■ **Work order**:
Scan the data. Collect each line that contains the word "below".

■ **Records supplied**:
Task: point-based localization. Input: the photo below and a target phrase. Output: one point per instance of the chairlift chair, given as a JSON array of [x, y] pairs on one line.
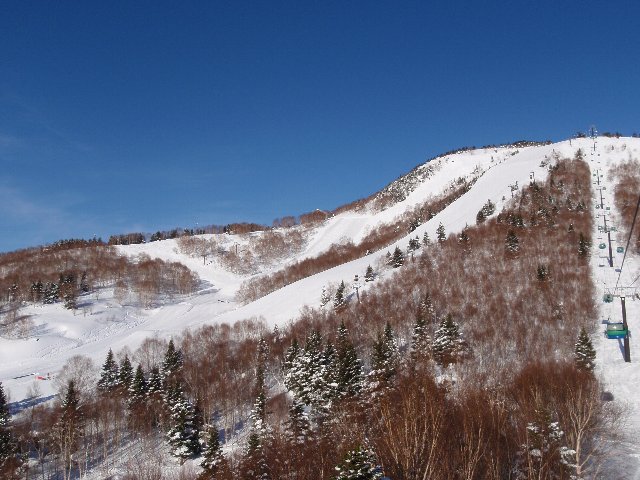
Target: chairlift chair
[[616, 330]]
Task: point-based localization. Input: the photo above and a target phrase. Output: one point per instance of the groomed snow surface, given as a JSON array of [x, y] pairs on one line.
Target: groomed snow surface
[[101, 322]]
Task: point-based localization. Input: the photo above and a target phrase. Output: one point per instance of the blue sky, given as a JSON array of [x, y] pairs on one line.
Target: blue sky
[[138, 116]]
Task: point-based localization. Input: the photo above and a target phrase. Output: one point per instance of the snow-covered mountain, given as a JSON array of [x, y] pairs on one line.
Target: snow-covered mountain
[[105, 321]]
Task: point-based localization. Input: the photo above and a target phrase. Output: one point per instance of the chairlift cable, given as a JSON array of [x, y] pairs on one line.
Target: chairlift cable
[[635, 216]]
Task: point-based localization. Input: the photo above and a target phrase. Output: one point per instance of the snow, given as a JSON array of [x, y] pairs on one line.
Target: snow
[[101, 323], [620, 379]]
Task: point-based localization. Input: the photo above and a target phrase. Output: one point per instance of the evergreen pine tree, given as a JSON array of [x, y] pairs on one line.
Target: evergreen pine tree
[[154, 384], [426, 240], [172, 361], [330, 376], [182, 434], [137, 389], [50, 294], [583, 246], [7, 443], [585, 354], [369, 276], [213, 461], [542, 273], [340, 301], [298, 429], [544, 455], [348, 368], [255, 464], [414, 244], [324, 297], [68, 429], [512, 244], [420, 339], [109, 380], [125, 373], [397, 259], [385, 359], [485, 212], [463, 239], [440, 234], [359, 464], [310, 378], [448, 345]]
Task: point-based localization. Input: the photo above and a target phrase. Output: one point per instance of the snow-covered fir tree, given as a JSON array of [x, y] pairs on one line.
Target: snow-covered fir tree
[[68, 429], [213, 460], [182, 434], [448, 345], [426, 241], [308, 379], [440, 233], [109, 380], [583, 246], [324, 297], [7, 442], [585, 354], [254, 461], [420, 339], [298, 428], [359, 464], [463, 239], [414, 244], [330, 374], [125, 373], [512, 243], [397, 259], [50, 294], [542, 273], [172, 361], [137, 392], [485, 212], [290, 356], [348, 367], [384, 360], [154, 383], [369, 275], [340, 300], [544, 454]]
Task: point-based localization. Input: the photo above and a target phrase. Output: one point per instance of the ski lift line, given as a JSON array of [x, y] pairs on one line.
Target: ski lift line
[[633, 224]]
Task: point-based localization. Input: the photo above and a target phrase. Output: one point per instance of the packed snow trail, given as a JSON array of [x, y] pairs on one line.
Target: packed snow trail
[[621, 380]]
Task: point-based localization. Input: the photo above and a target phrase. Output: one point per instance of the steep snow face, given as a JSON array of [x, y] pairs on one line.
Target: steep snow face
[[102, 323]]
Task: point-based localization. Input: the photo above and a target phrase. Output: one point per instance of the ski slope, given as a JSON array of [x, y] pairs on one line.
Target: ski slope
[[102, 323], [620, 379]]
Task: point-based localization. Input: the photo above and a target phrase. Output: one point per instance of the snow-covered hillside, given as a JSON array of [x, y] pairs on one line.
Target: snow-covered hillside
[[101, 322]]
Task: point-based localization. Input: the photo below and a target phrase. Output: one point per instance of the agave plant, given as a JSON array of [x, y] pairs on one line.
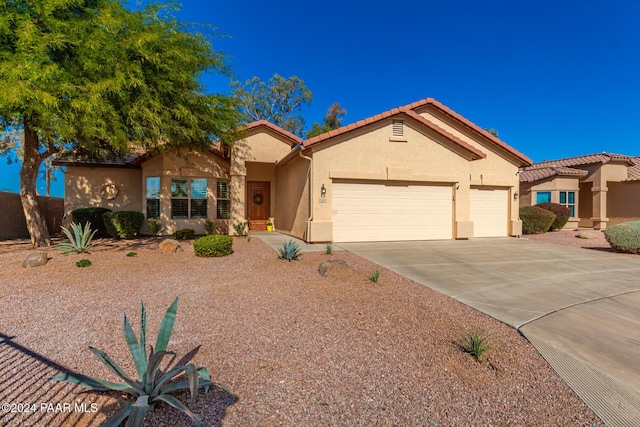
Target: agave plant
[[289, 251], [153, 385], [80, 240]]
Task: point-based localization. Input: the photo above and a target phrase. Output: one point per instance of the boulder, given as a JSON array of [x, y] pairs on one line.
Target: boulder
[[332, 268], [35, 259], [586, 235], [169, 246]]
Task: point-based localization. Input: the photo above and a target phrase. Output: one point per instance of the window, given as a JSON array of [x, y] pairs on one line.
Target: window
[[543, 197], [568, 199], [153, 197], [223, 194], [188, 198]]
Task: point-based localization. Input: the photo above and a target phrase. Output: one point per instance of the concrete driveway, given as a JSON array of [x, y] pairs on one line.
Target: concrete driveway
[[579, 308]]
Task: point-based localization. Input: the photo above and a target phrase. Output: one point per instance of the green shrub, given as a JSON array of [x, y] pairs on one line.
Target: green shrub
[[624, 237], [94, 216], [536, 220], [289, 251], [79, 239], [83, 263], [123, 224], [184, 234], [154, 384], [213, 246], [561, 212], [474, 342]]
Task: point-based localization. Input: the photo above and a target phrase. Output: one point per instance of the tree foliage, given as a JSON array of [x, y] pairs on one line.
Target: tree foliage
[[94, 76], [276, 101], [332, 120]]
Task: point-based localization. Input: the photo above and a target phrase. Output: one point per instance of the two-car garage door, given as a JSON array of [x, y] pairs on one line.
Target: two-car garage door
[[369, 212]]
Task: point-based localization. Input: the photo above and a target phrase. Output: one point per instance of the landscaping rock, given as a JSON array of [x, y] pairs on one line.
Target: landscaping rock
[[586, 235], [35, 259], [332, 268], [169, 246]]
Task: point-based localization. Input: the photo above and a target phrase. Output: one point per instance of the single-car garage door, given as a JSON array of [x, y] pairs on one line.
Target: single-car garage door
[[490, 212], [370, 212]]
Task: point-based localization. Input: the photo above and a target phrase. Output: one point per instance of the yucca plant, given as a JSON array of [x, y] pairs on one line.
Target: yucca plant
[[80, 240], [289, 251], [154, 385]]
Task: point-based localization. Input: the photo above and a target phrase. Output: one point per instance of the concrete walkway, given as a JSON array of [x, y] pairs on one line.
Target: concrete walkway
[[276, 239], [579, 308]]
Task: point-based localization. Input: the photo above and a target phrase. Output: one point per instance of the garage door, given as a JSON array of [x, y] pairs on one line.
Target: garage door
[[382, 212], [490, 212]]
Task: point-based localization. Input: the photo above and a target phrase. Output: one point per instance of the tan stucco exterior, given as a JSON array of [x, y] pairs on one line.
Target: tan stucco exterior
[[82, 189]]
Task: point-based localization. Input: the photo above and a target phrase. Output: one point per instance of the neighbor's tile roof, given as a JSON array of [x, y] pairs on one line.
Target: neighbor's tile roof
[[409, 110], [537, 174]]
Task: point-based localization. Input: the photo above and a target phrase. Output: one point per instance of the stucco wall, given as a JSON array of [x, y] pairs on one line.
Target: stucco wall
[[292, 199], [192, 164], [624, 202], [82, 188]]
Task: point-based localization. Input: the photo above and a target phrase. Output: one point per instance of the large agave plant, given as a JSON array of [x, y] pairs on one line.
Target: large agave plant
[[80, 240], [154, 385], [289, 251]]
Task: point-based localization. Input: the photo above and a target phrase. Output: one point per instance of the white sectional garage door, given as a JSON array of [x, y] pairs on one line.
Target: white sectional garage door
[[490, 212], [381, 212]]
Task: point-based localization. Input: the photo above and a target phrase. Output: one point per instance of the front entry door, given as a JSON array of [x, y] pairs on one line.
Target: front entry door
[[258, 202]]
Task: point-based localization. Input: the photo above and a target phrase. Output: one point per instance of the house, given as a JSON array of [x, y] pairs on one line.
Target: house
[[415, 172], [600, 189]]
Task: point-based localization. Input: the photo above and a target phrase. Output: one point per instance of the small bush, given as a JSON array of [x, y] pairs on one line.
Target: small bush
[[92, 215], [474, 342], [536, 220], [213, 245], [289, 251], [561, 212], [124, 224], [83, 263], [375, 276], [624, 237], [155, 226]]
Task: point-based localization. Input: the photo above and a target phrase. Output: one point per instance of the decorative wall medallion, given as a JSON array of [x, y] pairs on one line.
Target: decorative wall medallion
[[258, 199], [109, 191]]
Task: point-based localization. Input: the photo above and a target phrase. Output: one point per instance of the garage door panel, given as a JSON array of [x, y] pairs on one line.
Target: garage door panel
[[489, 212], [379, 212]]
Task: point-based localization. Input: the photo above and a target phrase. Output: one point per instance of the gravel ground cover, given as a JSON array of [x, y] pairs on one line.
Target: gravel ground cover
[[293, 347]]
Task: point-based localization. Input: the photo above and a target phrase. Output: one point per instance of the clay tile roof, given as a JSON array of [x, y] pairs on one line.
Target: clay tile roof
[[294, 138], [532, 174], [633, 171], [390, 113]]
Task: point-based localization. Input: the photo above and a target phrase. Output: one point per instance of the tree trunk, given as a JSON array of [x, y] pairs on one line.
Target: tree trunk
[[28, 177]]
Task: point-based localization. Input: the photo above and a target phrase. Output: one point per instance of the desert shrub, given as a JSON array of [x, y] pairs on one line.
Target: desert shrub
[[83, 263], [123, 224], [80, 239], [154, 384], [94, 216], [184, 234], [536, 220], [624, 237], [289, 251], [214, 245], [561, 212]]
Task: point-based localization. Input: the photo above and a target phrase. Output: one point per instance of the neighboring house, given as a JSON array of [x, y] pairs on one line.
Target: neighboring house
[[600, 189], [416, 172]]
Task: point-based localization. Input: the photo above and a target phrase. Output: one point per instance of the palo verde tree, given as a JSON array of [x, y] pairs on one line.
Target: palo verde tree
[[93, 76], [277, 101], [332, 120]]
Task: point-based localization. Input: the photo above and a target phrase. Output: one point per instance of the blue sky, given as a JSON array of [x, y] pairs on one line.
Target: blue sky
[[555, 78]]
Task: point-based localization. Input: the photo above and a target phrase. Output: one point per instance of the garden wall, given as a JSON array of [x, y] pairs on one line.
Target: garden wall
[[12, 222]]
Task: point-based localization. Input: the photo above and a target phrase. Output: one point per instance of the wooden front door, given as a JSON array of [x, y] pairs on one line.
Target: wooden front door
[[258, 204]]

■ **Expected output**:
Task: point-based localization. Input: the photo below and a target phrase. Output: one point per instance of the chairlift chair, given as a JSON array of [x, y] pairs on one line.
Task: point-based localization. Input: the photo below and a target phrase. Output: one point per instance of the agave plant, given as a JSON array of [x, y] pairs on one line.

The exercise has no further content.